= WORK REQUIRED =
Render every line of the records below as a Markdown table with two columns, Row for the row number and Line for the line itself, omitting blank lines. Leave the pictures out of the table.

= RECORDS PROVIDED =
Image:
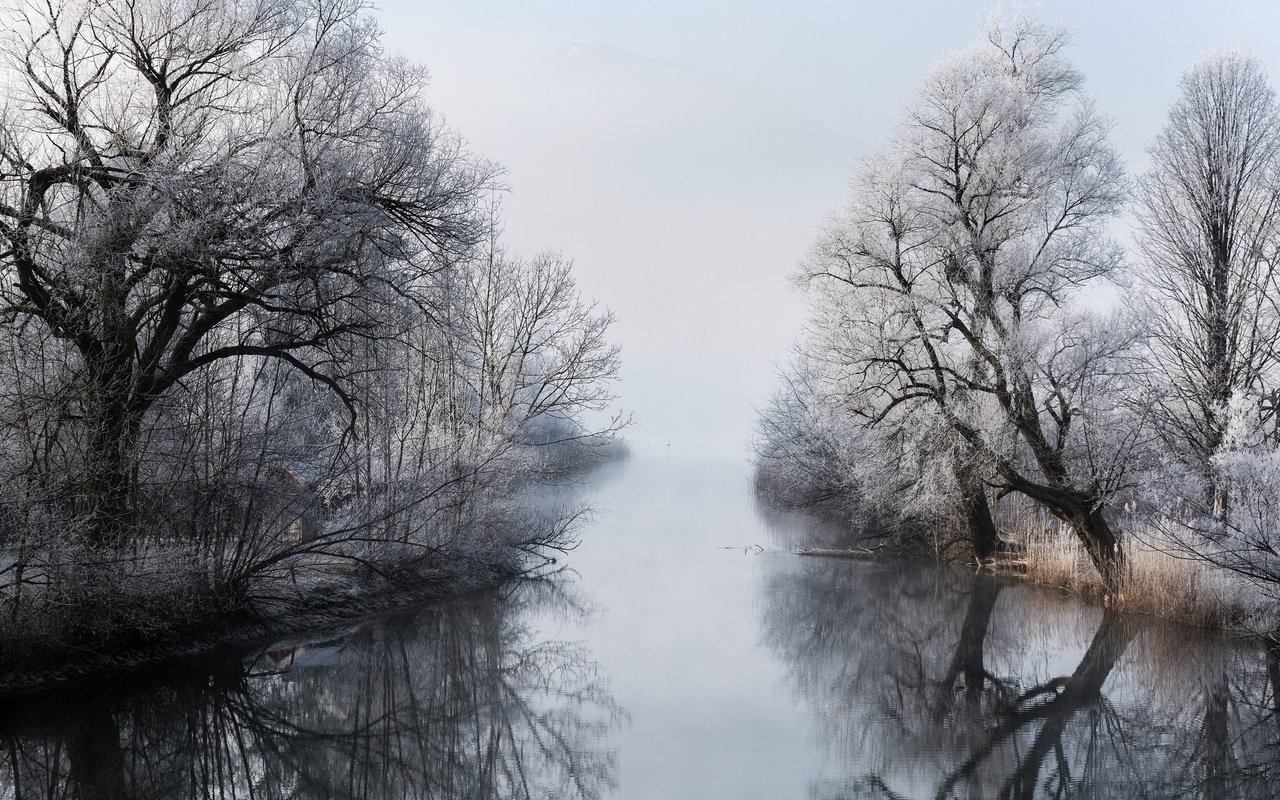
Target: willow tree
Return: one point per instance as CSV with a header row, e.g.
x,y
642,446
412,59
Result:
x,y
195,181
949,278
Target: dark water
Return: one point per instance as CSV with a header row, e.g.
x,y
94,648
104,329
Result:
x,y
686,654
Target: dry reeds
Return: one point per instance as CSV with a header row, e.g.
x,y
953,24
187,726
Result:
x,y
1160,577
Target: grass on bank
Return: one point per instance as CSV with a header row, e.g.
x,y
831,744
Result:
x,y
1160,577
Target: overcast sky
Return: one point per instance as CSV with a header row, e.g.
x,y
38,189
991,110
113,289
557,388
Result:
x,y
682,152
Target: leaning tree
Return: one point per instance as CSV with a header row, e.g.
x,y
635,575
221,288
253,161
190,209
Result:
x,y
184,182
947,282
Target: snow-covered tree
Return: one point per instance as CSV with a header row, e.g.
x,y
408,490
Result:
x,y
1208,219
947,282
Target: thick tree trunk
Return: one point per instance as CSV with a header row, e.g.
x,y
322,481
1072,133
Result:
x,y
981,528
1101,543
109,465
969,661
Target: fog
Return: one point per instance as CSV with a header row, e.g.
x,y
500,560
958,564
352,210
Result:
x,y
684,154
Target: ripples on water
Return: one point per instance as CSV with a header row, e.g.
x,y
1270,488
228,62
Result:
x,y
704,668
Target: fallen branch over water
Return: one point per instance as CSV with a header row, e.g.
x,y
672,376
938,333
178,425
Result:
x,y
858,553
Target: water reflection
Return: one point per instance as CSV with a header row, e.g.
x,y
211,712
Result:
x,y
929,684
458,700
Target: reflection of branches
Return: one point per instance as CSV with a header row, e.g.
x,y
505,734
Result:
x,y
452,702
929,685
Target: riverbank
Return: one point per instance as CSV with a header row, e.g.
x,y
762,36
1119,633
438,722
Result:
x,y
1161,579
90,648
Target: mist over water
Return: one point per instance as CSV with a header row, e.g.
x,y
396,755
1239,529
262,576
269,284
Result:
x,y
686,652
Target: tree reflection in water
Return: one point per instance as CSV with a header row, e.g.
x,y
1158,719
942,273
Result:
x,y
456,700
931,684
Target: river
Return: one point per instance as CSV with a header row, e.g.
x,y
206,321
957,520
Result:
x,y
685,650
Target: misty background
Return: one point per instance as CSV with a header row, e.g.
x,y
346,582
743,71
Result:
x,y
684,154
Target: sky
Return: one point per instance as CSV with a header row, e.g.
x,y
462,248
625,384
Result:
x,y
684,152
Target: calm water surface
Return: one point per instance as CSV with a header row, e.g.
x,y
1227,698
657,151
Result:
x,y
685,652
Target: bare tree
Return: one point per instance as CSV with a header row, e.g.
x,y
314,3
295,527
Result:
x,y
187,183
949,278
1208,218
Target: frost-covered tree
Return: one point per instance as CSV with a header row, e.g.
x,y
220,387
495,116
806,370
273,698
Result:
x,y
186,183
1208,219
947,282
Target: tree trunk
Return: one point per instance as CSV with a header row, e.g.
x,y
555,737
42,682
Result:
x,y
968,662
1101,543
95,755
109,466
981,528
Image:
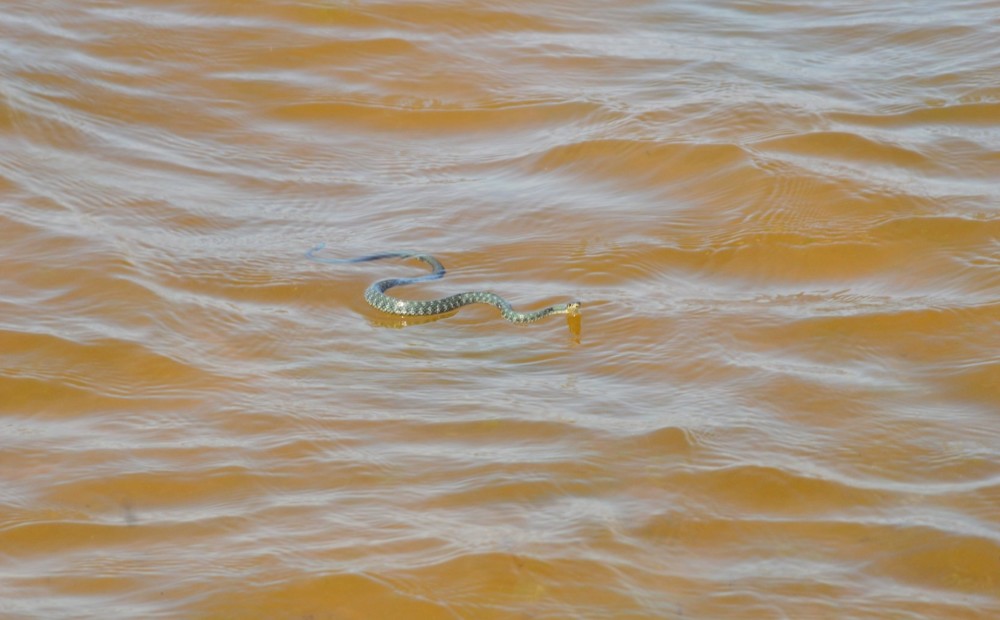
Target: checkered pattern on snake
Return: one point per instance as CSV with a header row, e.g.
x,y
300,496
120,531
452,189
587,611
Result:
x,y
375,294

= RESPONSE TO THIS TASK =
| Row | Line |
|---|---|
| 1 | Image: |
| 2 | Target: willow tree |
| 3 | Return: one point per instance as CSV with a header row, e.g. |
| 4 | x,y |
| 5 | 642,446 |
| 6 | 412,59 |
| 7 | Result: |
| 8 | x,y |
| 9 | 195,181 |
| 10 | 949,278 |
| 11 | Target: dark water |
| 12 | Return: one point per instance as CSV with a header row, e.g. |
| 13 | x,y |
| 14 | 94,648 |
| 15 | 104,329 |
| 16 | Result: |
| 17 | x,y |
| 18 | 686,654 |
| 19 | Target: dry reeds |
| 20 | Return: one point per instance as CSV with a header row, e.g. |
| 21 | x,y |
| 22 | 953,24 |
| 23 | 187,726 |
| 24 | Result: |
| 25 | x,y |
| 26 | 1160,577 |
| 27 | Target: grass on bank |
| 28 | Return: one point per instance as CSV with a header row, e.g. |
| 29 | x,y |
| 30 | 831,744 |
| 31 | Result: |
| 32 | x,y |
| 33 | 1160,577 |
| 34 | Target: overcast sky |
| 35 | Return: one point per instance as CSV with a header row, e.g. |
| 36 | x,y |
| 37 | 38,189 |
| 38 | 991,110 |
| 39 | 113,289 |
| 40 | 557,388 |
| 41 | Result: |
| 42 | x,y |
| 43 | 682,152 |
| 44 | Target: leaning tree |
| 45 | Return: one point per instance as CSV with a header row, e.g. |
| 46 | x,y |
| 47 | 635,575 |
| 48 | 221,288 |
| 49 | 253,161 |
| 50 | 190,209 |
| 51 | Result: |
| 52 | x,y |
| 53 | 184,182 |
| 54 | 947,282 |
| 55 | Target: snow-covered tree |
| 56 | Return: one point per instance as CSV with a header row, e.g. |
| 57 | x,y |
| 58 | 408,490 |
| 59 | Result: |
| 60 | x,y |
| 61 | 1208,219 |
| 62 | 947,282 |
| 63 | Target: thick tree trunk |
| 64 | Return: one point per instance as CSV with a header row, e.g. |
| 65 | x,y |
| 66 | 322,481 |
| 67 | 1072,133 |
| 68 | Result: |
| 69 | x,y |
| 70 | 981,528 |
| 71 | 1101,543 |
| 72 | 109,465 |
| 73 | 969,661 |
| 74 | Target: fog |
| 75 | Return: one point per instance as CSV with a header row, e.g. |
| 76 | x,y |
| 77 | 500,560 |
| 78 | 958,564 |
| 79 | 352,210 |
| 80 | Result: |
| 81 | x,y |
| 82 | 684,154 |
| 83 | Target: ripples on water |
| 84 | Return: one point per instance as CSV with a header row, e.g. |
| 85 | x,y |
| 86 | 1270,488 |
| 87 | 228,62 |
| 88 | Result: |
| 89 | x,y |
| 90 | 704,668 |
| 91 | Target: fallen branch over water |
| 92 | Return: one point per instance as CSV with a header row, e.g. |
| 93 | x,y |
| 94 | 672,376 |
| 95 | 938,333 |
| 96 | 178,425 |
| 97 | Result: |
| 98 | x,y |
| 99 | 858,553 |
| 100 | Target: water reflection |
| 101 | Return: one point per instance as CSV with a header row, e.g. |
| 102 | x,y |
| 103 | 211,712 |
| 104 | Result: |
| 105 | x,y |
| 106 | 929,684 |
| 107 | 458,700 |
| 108 | Target: reflection of branches |
| 109 | Return: one point per instance as CSV with a header row, e.g. |
| 110 | x,y |
| 111 | 505,734 |
| 112 | Result: |
| 113 | x,y |
| 114 | 452,702 |
| 115 | 929,685 |
| 116 | Target: riverbank |
| 117 | Return: one point per instance as CSV with a header row, e.g. |
| 118 | x,y |
| 119 | 762,36 |
| 120 | 1119,633 |
| 121 | 438,722 |
| 122 | Result: |
| 123 | x,y |
| 124 | 1161,579 |
| 125 | 90,648 |
| 126 | Target: mist over water |
| 127 | Return: one point per instance as CSV with a header row, e.g. |
| 128 | x,y |
| 129 | 396,755 |
| 130 | 1239,529 |
| 131 | 262,576 |
| 132 | 269,284 |
| 133 | Result: |
| 134 | x,y |
| 135 | 686,652 |
| 136 | Target: tree reflection in water |
| 137 | Return: one point per instance as CSV with a header row, e.g. |
| 138 | x,y |
| 139 | 1158,719 |
| 140 | 942,273 |
| 141 | Result: |
| 142 | x,y |
| 143 | 456,700 |
| 144 | 931,684 |
| 145 | Target: river |
| 146 | Return: one point per instance as CSV with a header row, e.g. |
| 147 | x,y |
| 148 | 206,321 |
| 149 | 957,520 |
| 150 | Result: |
| 151 | x,y |
| 152 | 685,650 |
| 153 | Target: misty background |
| 154 | Return: one point per instance as CSV with a header row, e.g. |
| 155 | x,y |
| 156 | 346,582 |
| 157 | 743,71 |
| 158 | Result: |
| 159 | x,y |
| 160 | 684,154 |
| 161 | Target: sky |
| 162 | Return: one point per instance as CSV with a header row, e.g. |
| 163 | x,y |
| 164 | 462,248 |
| 165 | 625,384 |
| 166 | Result: |
| 167 | x,y |
| 168 | 684,152 |
| 169 | Target: calm water surface |
| 170 | Return: one point per instance as CSV with a header row, e.g. |
| 171 | x,y |
| 172 | 1227,698 |
| 173 | 657,151 |
| 174 | Result: |
| 175 | x,y |
| 176 | 685,652 |
| 177 | Target: bare tree |
| 178 | Return: one point per instance as CSV with a header row, e.g. |
| 179 | x,y |
| 180 | 314,3 |
| 181 | 295,527 |
| 182 | Result: |
| 183 | x,y |
| 184 | 187,183 |
| 185 | 949,278 |
| 186 | 1208,218 |
| 187 | Target: frost-covered tree |
| 188 | Return: one point per instance as CSV with a header row, e.g. |
| 189 | x,y |
| 190 | 220,387 |
| 191 | 495,116 |
| 192 | 806,370 |
| 193 | 273,698 |
| 194 | Result: |
| 195 | x,y |
| 196 | 186,183 |
| 197 | 1208,219 |
| 198 | 947,282 |
| 199 | Target: tree trunk |
| 200 | Return: one point per instance as CSV with a header row, e.g. |
| 201 | x,y |
| 202 | 555,737 |
| 203 | 42,682 |
| 204 | Result: |
| 205 | x,y |
| 206 | 968,662 |
| 207 | 1101,543 |
| 208 | 95,755 |
| 209 | 109,466 |
| 210 | 981,528 |
| 211 | Image: |
| 212 | Target: checkered pattern on snake |
| 213 | Return: one point per instance as CSV with a header row, e.g. |
| 214 | x,y |
| 215 | 300,496 |
| 216 | 120,531 |
| 217 | 452,189 |
| 218 | 587,611 |
| 219 | Result: |
| 220 | x,y |
| 221 | 375,294 |